Exercise description >>
Rewrite every line of the items below, including the requests, multiplying each coordinate in the bounding-box answers by 1.4 and rounding to whole numbers with halves rounded up. Leave the numbers in the requests unchanged.

Records of labeled boxes:
◆ ◆ ◆ ◆ ◆ ◆ ◆

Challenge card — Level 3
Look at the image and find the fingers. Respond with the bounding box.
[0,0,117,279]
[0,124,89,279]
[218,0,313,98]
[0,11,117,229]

◆ ◆ ◆ ◆ ◆ ◆ ◆

Answer below >>
Challenge card — Level 3
Look at the image and find the fingers. Respond with the bounding box.
[0,0,164,391]
[0,174,125,391]
[305,0,438,137]
[0,15,164,321]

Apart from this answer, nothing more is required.